Location identification items -

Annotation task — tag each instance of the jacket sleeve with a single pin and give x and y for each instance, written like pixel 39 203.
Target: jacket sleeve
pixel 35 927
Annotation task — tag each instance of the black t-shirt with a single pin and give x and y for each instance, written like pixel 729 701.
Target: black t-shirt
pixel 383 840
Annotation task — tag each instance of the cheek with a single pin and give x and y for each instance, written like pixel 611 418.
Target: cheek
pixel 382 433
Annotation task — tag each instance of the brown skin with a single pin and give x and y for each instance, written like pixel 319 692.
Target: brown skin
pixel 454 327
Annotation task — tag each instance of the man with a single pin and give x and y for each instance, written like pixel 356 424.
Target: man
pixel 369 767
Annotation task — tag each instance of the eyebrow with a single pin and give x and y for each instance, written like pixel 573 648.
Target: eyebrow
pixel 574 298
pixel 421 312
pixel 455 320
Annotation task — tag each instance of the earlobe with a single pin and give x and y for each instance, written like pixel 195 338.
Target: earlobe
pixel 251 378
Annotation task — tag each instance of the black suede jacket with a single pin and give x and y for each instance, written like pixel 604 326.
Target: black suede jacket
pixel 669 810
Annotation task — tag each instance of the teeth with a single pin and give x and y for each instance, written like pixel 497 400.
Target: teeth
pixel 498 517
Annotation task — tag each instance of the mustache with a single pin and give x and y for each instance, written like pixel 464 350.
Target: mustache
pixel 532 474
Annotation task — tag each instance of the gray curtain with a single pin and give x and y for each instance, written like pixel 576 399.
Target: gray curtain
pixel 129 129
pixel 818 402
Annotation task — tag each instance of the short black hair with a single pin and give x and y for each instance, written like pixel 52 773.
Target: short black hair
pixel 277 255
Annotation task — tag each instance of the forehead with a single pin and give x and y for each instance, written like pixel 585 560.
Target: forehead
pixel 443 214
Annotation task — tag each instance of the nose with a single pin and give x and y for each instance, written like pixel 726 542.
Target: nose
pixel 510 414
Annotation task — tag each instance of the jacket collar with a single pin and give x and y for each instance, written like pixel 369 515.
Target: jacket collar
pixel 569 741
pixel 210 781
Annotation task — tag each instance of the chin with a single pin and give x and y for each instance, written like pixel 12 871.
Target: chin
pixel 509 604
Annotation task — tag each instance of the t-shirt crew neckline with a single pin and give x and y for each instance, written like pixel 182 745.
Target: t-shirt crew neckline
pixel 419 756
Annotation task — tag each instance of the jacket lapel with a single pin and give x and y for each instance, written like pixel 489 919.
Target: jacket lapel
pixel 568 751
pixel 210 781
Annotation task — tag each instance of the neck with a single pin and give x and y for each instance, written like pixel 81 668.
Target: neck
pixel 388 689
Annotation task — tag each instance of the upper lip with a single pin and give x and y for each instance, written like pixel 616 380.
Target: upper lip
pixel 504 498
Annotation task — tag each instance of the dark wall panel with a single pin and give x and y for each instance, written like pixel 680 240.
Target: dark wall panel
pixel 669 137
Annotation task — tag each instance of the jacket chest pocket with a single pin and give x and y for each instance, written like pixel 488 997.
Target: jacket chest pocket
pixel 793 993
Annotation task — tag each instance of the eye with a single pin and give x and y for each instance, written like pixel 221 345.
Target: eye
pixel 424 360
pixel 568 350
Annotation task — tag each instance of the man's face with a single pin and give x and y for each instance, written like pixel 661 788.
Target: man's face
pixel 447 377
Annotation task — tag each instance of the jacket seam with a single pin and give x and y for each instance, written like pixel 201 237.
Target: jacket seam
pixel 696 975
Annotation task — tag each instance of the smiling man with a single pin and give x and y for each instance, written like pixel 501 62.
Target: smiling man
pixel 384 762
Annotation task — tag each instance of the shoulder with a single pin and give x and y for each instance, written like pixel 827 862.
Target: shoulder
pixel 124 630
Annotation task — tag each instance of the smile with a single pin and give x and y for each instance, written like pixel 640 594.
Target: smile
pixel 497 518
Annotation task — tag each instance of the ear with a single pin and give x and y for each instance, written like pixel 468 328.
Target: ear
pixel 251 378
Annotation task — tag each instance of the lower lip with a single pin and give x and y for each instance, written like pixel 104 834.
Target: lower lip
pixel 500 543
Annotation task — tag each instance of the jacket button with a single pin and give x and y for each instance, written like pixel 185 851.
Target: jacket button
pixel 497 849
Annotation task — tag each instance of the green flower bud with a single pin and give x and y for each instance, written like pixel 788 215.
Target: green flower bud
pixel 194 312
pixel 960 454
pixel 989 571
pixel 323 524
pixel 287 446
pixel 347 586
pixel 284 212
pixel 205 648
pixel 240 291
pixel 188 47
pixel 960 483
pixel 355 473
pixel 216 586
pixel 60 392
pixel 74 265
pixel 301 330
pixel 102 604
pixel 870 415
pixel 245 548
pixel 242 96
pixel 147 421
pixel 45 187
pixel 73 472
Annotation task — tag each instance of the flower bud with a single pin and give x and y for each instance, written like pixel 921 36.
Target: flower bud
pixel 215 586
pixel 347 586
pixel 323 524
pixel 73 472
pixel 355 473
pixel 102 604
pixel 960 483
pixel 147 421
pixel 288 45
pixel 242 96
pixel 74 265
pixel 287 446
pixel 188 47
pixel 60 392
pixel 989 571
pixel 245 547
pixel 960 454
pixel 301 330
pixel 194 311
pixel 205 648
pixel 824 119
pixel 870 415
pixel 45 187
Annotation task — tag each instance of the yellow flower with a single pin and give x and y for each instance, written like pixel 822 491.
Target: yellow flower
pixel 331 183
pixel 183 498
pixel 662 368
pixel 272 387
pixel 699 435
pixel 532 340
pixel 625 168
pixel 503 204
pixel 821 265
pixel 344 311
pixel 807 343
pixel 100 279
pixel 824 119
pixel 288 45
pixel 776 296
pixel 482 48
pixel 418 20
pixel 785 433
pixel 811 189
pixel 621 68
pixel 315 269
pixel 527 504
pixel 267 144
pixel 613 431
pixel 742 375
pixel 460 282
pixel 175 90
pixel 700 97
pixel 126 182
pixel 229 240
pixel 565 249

What you need to do - Reproduce the rows from the first line through the line containing "pixel 277 255", replacing "single pin" with "single marker" and leaving everything else unchanged.

Written solution -
Annotation task — tag each instance of the jacket sleeve with a single marker and give x and y for each instance, written like pixel 39 203.
Target: jacket sleeve
pixel 35 927
Annotation task — tag each instance of the black t-shirt with a single marker and give x and y for each instance, written like pixel 729 701.
Target: black t-shirt
pixel 383 840
Annotation task — tag each instance of the cheek with a single marker and give x and y for each instance, written like pixel 611 418.
Target: cheek
pixel 382 433
Annotation task — tag each instance of the brown skin with a single marker and give x and y for each instance, written like pixel 319 692.
Target: brown skin
pixel 454 327
Annotation task — tag each instance of the man with a single marker and give x and y for each instance, written like pixel 356 424.
Target: man
pixel 369 767
Annotation task — tag each instance of the eyebrow with a single marker and give x and y for each instance, written like pixel 573 648.
Target: eyebrow
pixel 574 298
pixel 421 312
pixel 455 320
Annotation task — tag each instance of the earlobe with a single marker and give x and y for each instance, written like pixel 195 338.
Target: earlobe
pixel 251 378
Annotation task — tag each instance of the black suede jacket with a single marker and give x and y for each instance, written like pixel 604 326.
Target: black suede jacket
pixel 669 810
Annotation task — tag each instance of the teeth with a single marker and give x and y for each instance, written like pixel 497 400.
Target: teeth
pixel 498 517
Annotation task — tag each instance of the mustache with a single marker and give x and y for each instance, written like pixel 464 350.
Target: mustache
pixel 532 474
Annotation task — tag each instance of the gray curtain with a single marker and give x and y for each instance, written like pixel 576 399.
Target: gray curtain
pixel 129 129
pixel 818 402
Annotation task — tag each instance of the short black hair with a single marker and give x and y for each instance, written like pixel 52 773.
Target: short black hair
pixel 277 255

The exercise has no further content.